=== Page extract ===
We weren’t lucky. It was every bit as bad as I thought it was going to be. The one thing I didn’t plan on was the breach at Mantoloking. What happened was, we’ve got two inlets that impact Barnegat Bay: Barnegat to the south and Manasquan to the north. Manasquan Inlet takes water from the ocean and brings it up about a mile to a man-made structure called Point Pleasant Canal, which is two miles long. It’s got steel on both sides, and it modulates the water level between Barnegat Bay and the Manasquan River. The water comes in Manasquan, it goes up to the canal, off into the estuary and tributaries, filters down into upper Barnegat Bay and then travels down Barnegat Bay, where it meets the current coming up from Barnegat inlet. Then it meets somewhere around Toms River/Brick. The Mantoloking breach was right at the base of the Mantoloking Bridge, which is only a couple miles from Toms River. What happened was, it cut that inlet through, that was about 200 feet wide, 25 feet deep, and the water came rushing unimpeded into upper Barnegat Bay. That caused massive amounts of flooding in back bays, massive property damage in Brick, Snug Harbor, Silverton, Shelter Cove, Toms River, Hind Beach, Beachwood, and Berkley. All of those towns on the mainland side of the bay have never experienced that type of flooding, and people were trapped in their homes. They had a voluntary evacuation because they weren’t barrier island residents, and most chose to stay. Most of them got trapped. The magnitude was incredible.

=== Supplied material ===
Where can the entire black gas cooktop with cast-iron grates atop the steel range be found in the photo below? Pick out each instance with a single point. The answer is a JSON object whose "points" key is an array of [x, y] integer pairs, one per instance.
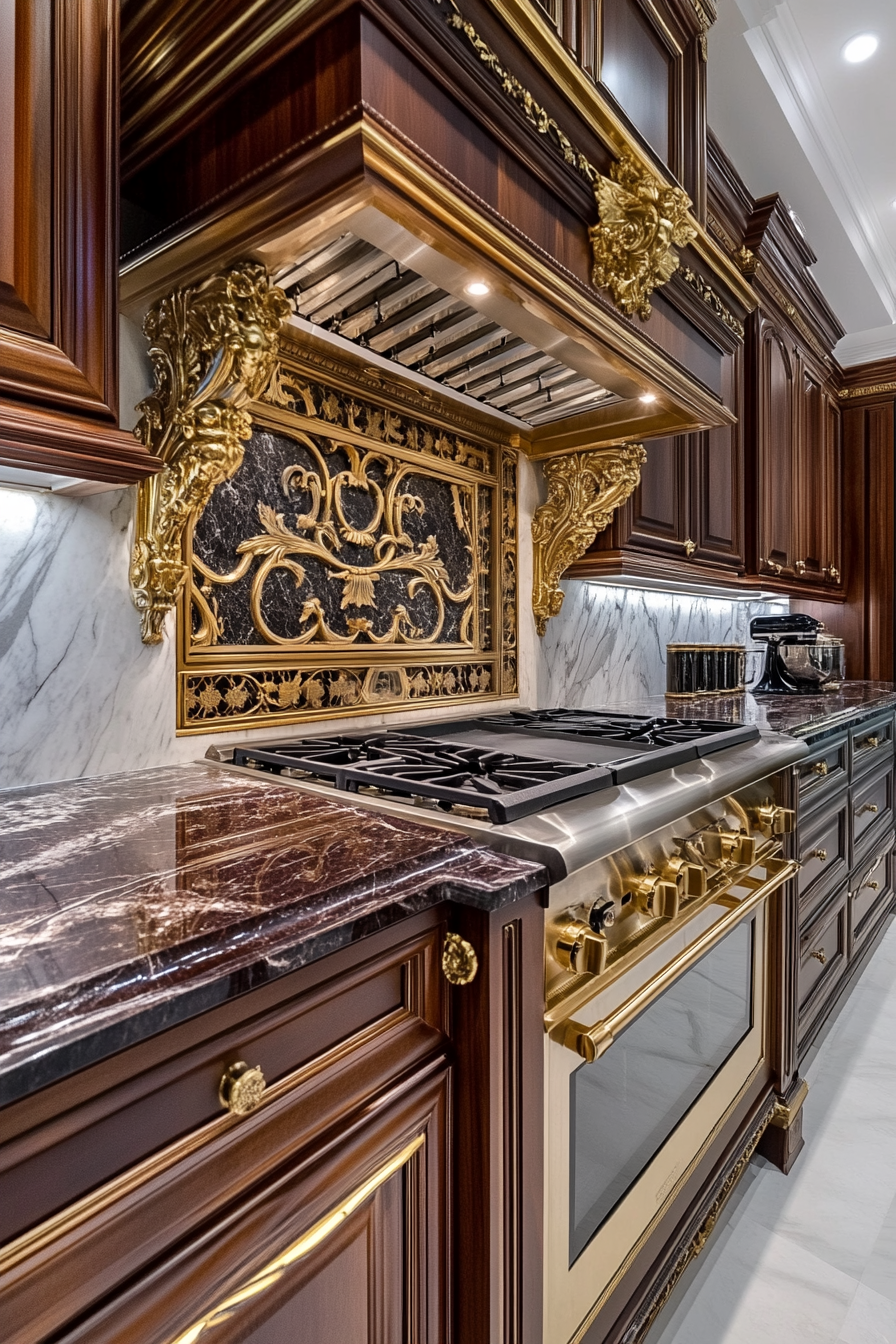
{"points": [[500, 767]]}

=== Exercise requirements ===
According to the account of the Mantoloking breach above, how wide and how deep was the inlet that the breach cut through?

=== Reply to the exercise ===
It was about 200 feet wide and 25 feet deep.